Mit Dagmar von Garnier, Judy Chicago "The Dinner Party", Niki de Saint Phalle "Queen Califia’s Magical Circle" |

Anfang 2009 besuchte ich eine Veranstaltung im Literatur-Salon von Dagmar von Garnier in Frankfurt und bekam von ihr die Ausschreibung der Kunstreise nach New York und San Diego 2009.

Die Ausstellung in der Frankfurter Schirn 1987 »The Dinner Party« von Judy Chicago hatte ich verpasst und das letzte Kunstwerk »Queen Califia’s Magical Circle« von Niki de Saint Phalle wollte ich unbedingt im Original sehen.

Zur Vorbereitung der Reise besorgte ich mir den Schirn - Ausstellungskatalog von 1987 und das Buch »Durch die Blume« von Judy Chicago. Ebenso den 1992 anläßlich der Ausstellung »Niki de Saint Phalle« in der Kunsthalle Bonn erschienene Katalog und das Buch von Monika Becker: »Starke Weiblichkeit entfesseln«. Auf diese Weise habe ich viel über Leben und Arbeiten beider Künstlerinnen erfahren und wie mühsam sich ihr Weg als Künstlerinnen gestaltete.

[AUFGABE 1] Prüfe, ob diese Aussagen mit dem Text über die Kunstreise übereinstimmen: (a) Die Ausstellung »The Dinner Party« war 1987 in der Frankfurter Schirn zu sehen. (b) Die Ausstellung »The Dinner Party« wurde damals besucht. (c) Das Buch »Durch die Blume« stammt von Monika Becker. Antworte jeweils mit Ja oder Nein und zitiere die entscheidenden Worte des Textes.
[AUFGABE 2] Schreibe den Text über die Kunstreise nach seinem letzten Satz weiter.
Die Einträge spielen dafür keine Rolle.

(Einige Einträge)
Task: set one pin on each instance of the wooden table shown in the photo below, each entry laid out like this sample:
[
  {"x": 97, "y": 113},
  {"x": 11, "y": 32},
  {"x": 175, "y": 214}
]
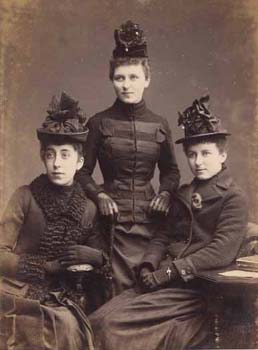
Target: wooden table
[{"x": 233, "y": 306}]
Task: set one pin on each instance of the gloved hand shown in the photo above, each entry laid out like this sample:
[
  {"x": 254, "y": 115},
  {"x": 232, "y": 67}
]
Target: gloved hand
[
  {"x": 107, "y": 206},
  {"x": 160, "y": 203},
  {"x": 158, "y": 278},
  {"x": 53, "y": 266},
  {"x": 81, "y": 254}
]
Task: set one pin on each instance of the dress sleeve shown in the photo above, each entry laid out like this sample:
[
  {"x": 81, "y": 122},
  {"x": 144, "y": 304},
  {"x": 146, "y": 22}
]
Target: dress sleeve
[
  {"x": 223, "y": 248},
  {"x": 11, "y": 264},
  {"x": 167, "y": 164},
  {"x": 84, "y": 176}
]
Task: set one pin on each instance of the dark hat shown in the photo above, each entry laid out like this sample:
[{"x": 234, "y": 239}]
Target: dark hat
[
  {"x": 64, "y": 122},
  {"x": 197, "y": 121},
  {"x": 130, "y": 41}
]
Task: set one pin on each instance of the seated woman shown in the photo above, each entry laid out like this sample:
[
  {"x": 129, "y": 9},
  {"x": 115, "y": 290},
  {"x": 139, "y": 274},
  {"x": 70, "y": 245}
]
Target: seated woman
[
  {"x": 47, "y": 227},
  {"x": 129, "y": 140},
  {"x": 207, "y": 225}
]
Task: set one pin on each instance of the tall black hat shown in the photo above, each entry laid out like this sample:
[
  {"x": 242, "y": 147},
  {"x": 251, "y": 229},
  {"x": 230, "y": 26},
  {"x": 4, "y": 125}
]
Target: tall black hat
[
  {"x": 64, "y": 122},
  {"x": 197, "y": 121},
  {"x": 130, "y": 41}
]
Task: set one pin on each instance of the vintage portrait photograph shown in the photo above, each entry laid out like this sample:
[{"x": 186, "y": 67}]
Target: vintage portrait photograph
[{"x": 128, "y": 174}]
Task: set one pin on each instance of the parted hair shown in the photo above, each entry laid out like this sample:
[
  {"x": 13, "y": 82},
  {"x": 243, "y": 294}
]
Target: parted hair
[{"x": 124, "y": 61}]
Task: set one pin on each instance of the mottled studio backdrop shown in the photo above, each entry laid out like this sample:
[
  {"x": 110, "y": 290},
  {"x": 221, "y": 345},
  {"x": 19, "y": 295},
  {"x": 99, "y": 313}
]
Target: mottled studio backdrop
[{"x": 196, "y": 47}]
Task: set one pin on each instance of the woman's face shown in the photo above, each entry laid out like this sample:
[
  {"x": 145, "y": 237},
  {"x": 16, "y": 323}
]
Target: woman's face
[
  {"x": 61, "y": 163},
  {"x": 129, "y": 82},
  {"x": 205, "y": 160}
]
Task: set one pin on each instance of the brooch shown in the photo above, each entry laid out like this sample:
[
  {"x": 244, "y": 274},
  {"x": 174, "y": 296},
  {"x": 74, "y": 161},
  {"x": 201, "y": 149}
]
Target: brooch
[{"x": 196, "y": 201}]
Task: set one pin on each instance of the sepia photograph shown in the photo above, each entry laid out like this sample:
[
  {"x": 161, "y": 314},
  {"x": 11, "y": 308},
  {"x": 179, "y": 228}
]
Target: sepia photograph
[{"x": 128, "y": 174}]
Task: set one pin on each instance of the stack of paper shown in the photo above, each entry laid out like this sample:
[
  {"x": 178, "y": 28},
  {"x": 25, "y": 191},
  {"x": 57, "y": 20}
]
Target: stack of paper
[{"x": 248, "y": 263}]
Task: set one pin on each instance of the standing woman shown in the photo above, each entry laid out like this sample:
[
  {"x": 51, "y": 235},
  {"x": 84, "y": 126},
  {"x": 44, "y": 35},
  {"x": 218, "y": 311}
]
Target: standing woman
[{"x": 129, "y": 141}]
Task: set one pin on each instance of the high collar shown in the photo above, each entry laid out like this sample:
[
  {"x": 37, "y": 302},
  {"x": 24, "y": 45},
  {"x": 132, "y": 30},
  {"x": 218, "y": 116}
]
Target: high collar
[{"x": 131, "y": 109}]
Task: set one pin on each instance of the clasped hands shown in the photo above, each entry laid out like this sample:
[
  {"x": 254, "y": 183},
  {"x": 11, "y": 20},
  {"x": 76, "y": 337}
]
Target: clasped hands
[
  {"x": 159, "y": 204},
  {"x": 152, "y": 280},
  {"x": 74, "y": 255}
]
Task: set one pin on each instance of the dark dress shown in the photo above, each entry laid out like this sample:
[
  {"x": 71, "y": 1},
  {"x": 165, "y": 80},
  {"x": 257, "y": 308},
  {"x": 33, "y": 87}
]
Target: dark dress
[
  {"x": 39, "y": 311},
  {"x": 205, "y": 236},
  {"x": 129, "y": 141}
]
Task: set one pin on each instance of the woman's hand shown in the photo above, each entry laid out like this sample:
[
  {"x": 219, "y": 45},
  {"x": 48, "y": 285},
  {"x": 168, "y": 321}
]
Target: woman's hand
[
  {"x": 146, "y": 279},
  {"x": 160, "y": 203},
  {"x": 107, "y": 206},
  {"x": 81, "y": 254},
  {"x": 158, "y": 278},
  {"x": 53, "y": 266}
]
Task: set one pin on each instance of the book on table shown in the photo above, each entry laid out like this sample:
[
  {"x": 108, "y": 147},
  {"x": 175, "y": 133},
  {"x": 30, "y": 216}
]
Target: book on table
[{"x": 249, "y": 263}]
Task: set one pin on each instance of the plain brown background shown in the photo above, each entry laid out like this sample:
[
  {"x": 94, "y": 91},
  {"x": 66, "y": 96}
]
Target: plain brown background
[{"x": 195, "y": 46}]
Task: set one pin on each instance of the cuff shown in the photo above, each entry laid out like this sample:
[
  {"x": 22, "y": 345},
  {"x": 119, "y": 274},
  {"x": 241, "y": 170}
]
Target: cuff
[
  {"x": 31, "y": 268},
  {"x": 185, "y": 268},
  {"x": 165, "y": 275}
]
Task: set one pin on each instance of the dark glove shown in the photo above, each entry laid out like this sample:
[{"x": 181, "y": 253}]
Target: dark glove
[
  {"x": 107, "y": 206},
  {"x": 154, "y": 280},
  {"x": 160, "y": 203},
  {"x": 53, "y": 266},
  {"x": 81, "y": 254}
]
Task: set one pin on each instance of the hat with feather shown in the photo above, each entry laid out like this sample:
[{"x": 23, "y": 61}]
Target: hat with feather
[
  {"x": 64, "y": 123},
  {"x": 130, "y": 41},
  {"x": 198, "y": 122}
]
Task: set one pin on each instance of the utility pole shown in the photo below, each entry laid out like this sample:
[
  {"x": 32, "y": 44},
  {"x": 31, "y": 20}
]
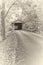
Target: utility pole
[{"x": 3, "y": 20}]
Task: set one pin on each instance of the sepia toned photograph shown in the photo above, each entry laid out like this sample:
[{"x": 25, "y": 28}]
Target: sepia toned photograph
[{"x": 21, "y": 32}]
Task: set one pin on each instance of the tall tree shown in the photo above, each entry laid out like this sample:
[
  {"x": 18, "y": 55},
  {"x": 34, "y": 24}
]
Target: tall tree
[{"x": 3, "y": 20}]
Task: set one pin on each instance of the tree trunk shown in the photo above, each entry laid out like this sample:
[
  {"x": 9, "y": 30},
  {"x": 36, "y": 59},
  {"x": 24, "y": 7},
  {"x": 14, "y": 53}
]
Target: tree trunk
[{"x": 3, "y": 21}]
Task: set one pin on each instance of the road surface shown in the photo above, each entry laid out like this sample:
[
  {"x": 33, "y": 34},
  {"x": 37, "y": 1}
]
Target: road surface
[{"x": 27, "y": 49}]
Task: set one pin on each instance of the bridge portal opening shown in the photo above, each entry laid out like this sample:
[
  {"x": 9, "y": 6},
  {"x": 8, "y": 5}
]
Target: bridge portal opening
[{"x": 18, "y": 26}]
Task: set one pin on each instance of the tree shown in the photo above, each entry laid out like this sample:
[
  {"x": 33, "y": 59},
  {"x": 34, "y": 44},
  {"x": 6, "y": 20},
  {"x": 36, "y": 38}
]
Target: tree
[{"x": 3, "y": 21}]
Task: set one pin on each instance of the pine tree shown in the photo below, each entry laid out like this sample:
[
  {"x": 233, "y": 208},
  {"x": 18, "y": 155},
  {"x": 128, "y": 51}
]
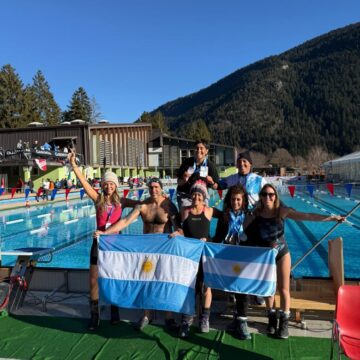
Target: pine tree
[
  {"x": 11, "y": 98},
  {"x": 80, "y": 107},
  {"x": 48, "y": 111},
  {"x": 96, "y": 114}
]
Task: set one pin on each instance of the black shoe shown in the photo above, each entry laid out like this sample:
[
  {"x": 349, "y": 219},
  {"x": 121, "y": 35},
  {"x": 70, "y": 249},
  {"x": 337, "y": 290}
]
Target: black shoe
[
  {"x": 283, "y": 331},
  {"x": 204, "y": 323},
  {"x": 171, "y": 325},
  {"x": 272, "y": 325},
  {"x": 94, "y": 315},
  {"x": 242, "y": 330},
  {"x": 184, "y": 329},
  {"x": 233, "y": 325},
  {"x": 114, "y": 315},
  {"x": 142, "y": 323}
]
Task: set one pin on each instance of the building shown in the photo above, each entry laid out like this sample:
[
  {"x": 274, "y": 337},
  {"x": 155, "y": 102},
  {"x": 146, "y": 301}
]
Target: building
[
  {"x": 166, "y": 153},
  {"x": 121, "y": 148}
]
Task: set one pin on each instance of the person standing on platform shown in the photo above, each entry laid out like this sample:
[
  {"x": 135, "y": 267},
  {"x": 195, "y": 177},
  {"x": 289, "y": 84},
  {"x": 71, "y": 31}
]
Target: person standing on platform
[
  {"x": 108, "y": 205},
  {"x": 195, "y": 168},
  {"x": 159, "y": 216}
]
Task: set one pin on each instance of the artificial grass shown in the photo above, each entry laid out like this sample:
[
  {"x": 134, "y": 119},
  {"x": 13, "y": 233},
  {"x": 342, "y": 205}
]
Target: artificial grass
[{"x": 31, "y": 337}]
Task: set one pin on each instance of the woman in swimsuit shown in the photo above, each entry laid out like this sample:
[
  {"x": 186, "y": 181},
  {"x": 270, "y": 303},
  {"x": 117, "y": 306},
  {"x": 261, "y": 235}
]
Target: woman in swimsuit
[
  {"x": 265, "y": 227},
  {"x": 108, "y": 205},
  {"x": 196, "y": 224}
]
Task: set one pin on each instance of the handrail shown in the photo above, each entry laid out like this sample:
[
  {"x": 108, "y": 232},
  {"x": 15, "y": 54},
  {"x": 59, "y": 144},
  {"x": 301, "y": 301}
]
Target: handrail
[{"x": 323, "y": 237}]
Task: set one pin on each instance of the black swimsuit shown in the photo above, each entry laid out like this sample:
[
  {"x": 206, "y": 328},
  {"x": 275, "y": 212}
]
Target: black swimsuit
[
  {"x": 196, "y": 226},
  {"x": 268, "y": 232}
]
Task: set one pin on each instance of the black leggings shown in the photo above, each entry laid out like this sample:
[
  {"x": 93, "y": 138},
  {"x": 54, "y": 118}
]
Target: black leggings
[{"x": 242, "y": 304}]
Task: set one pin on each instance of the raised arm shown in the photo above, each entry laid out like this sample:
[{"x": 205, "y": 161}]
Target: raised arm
[{"x": 91, "y": 193}]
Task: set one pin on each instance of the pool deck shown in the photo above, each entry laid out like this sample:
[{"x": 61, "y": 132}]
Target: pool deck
[{"x": 75, "y": 305}]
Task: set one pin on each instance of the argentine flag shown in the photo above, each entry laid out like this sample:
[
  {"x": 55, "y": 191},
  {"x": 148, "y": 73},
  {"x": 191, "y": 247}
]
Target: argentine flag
[
  {"x": 240, "y": 269},
  {"x": 149, "y": 271}
]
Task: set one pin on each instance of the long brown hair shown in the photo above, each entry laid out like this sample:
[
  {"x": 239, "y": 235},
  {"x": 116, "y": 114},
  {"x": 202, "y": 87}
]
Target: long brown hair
[{"x": 101, "y": 201}]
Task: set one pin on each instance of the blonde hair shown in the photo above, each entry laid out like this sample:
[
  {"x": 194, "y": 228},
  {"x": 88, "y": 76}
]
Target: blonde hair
[{"x": 101, "y": 202}]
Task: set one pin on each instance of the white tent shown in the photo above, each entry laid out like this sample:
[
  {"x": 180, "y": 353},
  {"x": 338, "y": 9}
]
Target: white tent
[{"x": 346, "y": 168}]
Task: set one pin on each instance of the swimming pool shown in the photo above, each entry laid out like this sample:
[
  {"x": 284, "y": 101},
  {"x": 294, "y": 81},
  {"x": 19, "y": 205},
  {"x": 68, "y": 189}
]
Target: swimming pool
[{"x": 69, "y": 226}]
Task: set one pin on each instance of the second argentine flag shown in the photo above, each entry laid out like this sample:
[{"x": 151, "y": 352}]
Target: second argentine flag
[
  {"x": 149, "y": 271},
  {"x": 240, "y": 269}
]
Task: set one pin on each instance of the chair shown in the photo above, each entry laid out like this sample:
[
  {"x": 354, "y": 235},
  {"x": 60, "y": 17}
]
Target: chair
[{"x": 346, "y": 328}]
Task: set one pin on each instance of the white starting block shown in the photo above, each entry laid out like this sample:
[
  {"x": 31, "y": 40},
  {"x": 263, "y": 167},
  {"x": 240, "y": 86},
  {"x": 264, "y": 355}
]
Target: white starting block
[{"x": 13, "y": 292}]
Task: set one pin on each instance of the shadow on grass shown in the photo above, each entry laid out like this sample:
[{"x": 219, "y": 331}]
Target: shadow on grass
[{"x": 122, "y": 341}]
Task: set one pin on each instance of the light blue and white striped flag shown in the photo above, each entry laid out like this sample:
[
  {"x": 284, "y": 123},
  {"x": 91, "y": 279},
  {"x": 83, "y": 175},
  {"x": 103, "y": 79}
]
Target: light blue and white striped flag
[
  {"x": 240, "y": 269},
  {"x": 149, "y": 271}
]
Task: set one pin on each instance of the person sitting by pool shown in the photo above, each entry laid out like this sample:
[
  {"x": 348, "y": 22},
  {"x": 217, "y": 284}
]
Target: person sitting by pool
[
  {"x": 196, "y": 224},
  {"x": 108, "y": 205},
  {"x": 229, "y": 230},
  {"x": 159, "y": 215},
  {"x": 265, "y": 227}
]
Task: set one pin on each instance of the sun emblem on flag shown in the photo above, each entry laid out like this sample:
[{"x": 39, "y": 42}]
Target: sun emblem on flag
[
  {"x": 237, "y": 269},
  {"x": 147, "y": 266}
]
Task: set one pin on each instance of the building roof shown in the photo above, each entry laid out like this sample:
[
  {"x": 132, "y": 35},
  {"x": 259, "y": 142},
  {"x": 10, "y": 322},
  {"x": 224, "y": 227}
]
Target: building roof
[{"x": 350, "y": 158}]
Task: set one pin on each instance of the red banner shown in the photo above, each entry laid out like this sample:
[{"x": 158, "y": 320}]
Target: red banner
[
  {"x": 291, "y": 190},
  {"x": 67, "y": 193},
  {"x": 330, "y": 187},
  {"x": 41, "y": 163},
  {"x": 13, "y": 191}
]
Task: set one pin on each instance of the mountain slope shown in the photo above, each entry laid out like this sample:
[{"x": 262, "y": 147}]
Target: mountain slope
[{"x": 309, "y": 95}]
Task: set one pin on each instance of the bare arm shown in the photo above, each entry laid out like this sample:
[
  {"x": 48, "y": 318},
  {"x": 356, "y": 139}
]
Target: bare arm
[
  {"x": 297, "y": 215},
  {"x": 125, "y": 202},
  {"x": 93, "y": 195}
]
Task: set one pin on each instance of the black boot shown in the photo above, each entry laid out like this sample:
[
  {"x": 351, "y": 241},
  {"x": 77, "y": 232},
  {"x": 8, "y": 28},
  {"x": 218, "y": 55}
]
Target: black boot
[
  {"x": 283, "y": 331},
  {"x": 94, "y": 315},
  {"x": 114, "y": 315},
  {"x": 272, "y": 325}
]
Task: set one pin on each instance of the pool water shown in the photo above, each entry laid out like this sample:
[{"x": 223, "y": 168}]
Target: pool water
[{"x": 68, "y": 227}]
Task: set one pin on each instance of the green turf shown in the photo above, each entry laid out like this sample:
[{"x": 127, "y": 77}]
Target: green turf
[{"x": 30, "y": 337}]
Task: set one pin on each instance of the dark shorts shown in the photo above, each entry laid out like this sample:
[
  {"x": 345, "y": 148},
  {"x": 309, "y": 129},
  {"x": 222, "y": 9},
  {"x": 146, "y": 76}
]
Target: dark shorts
[
  {"x": 93, "y": 253},
  {"x": 283, "y": 250}
]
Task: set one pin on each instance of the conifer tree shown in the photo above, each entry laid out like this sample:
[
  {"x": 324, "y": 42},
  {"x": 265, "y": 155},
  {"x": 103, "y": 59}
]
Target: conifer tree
[
  {"x": 47, "y": 110},
  {"x": 11, "y": 98},
  {"x": 80, "y": 107},
  {"x": 96, "y": 114}
]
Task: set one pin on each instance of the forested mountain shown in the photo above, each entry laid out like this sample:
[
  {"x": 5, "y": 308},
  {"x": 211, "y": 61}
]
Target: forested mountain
[{"x": 307, "y": 96}]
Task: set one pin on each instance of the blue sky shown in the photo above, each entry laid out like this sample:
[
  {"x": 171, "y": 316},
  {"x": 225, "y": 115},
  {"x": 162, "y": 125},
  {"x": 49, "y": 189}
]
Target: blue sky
[{"x": 135, "y": 55}]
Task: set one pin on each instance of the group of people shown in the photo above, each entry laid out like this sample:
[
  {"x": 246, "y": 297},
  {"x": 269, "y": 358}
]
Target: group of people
[{"x": 252, "y": 215}]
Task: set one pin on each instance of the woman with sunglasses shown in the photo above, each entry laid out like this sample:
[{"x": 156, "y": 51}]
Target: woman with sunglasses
[
  {"x": 196, "y": 224},
  {"x": 265, "y": 227},
  {"x": 108, "y": 205},
  {"x": 229, "y": 230}
]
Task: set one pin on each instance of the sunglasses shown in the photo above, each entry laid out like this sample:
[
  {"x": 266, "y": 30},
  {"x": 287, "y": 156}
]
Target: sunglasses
[{"x": 270, "y": 195}]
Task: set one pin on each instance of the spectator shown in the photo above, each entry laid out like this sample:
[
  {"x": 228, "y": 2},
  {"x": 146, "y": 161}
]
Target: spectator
[
  {"x": 19, "y": 185},
  {"x": 35, "y": 145},
  {"x": 19, "y": 145}
]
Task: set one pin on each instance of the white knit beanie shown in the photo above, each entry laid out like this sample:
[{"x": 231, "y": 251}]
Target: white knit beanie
[{"x": 110, "y": 176}]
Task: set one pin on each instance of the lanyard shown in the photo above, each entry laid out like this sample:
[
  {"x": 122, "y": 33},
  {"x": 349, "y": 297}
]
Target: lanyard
[
  {"x": 236, "y": 231},
  {"x": 109, "y": 213},
  {"x": 197, "y": 169}
]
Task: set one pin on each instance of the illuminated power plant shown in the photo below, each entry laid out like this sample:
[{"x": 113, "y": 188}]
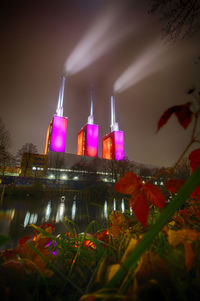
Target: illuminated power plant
[
  {"x": 57, "y": 129},
  {"x": 113, "y": 143},
  {"x": 87, "y": 144}
]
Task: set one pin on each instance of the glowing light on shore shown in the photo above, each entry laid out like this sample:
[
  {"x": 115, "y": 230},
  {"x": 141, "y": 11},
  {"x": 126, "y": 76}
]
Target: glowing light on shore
[{"x": 101, "y": 37}]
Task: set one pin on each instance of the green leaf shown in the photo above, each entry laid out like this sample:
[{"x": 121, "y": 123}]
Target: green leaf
[
  {"x": 149, "y": 237},
  {"x": 4, "y": 239}
]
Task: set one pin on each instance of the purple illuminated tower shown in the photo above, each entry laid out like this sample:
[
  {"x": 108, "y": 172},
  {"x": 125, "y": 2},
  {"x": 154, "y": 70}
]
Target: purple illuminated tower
[
  {"x": 87, "y": 143},
  {"x": 113, "y": 143},
  {"x": 57, "y": 130}
]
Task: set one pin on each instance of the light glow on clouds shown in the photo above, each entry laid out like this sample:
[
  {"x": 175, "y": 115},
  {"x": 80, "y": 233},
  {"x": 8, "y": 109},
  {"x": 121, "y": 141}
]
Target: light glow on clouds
[
  {"x": 143, "y": 66},
  {"x": 101, "y": 38}
]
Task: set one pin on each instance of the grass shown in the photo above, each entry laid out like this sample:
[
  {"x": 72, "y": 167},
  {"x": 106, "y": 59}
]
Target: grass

[ERWARTETE AUSGABE 1]
(a) Ja: „Die Ausstellung in der Frankfurter Schirn 1987 »The Dinner Party« von Judy Chicago“
(b) Nein: „hatte ich verpasst“
(c) Nein: „das Buch »Durch die Blume« von Judy Chicago“

[ERWARTETE AUSGABE 2]
Im Brooklyn Museum in New York hat nach Jahre langer Einlagerung die Installation »The Dinner Party« einen großzügigen dauerhaften Raum gefunden, der ganz auf das Kunstwerk abgestimmt ist. Abgeschirmt von hohen schwarzen Glaswänden in Form eines gleichschenkligen Dreiecks kann ich beim Betreten des Raumes von Außen nur durch die schmalen Öffnungen an den Spitzen einen ersten Blick auf die Installation werfen. Ein dunkler Raum, Lichtkegel sind nur auf die 39 Gedecke der Frauen, an die erinnert und die geehrt werden sollen, gerichtet.

Still betrete ich den sakral wirkenden Raum. Jedes laute Wort stört. Die drei Seiten der großen dreieckigen Tafel enthalten je 13 Gedecke auf 13 gewebten Teppichen, abgestimmt und angepaßt an die jeweilige Frau. Messer, Gabel und der Kelch sehen alle gleich aus und stellen untereinander eine Verbindung her. Die Anordnung und Symmetrie schaffen eine Atmosphäre der Ruhe. Kein Teller gleicht dem anderen. Jetzt begreife ich langsam, warum diese Arbeit 5 Jahre bis zur ihrer Fertigstellung benötigt hat. Höchste handwerkliche Kunst und technische Fertigkeit waren nötig für die Umsetzung.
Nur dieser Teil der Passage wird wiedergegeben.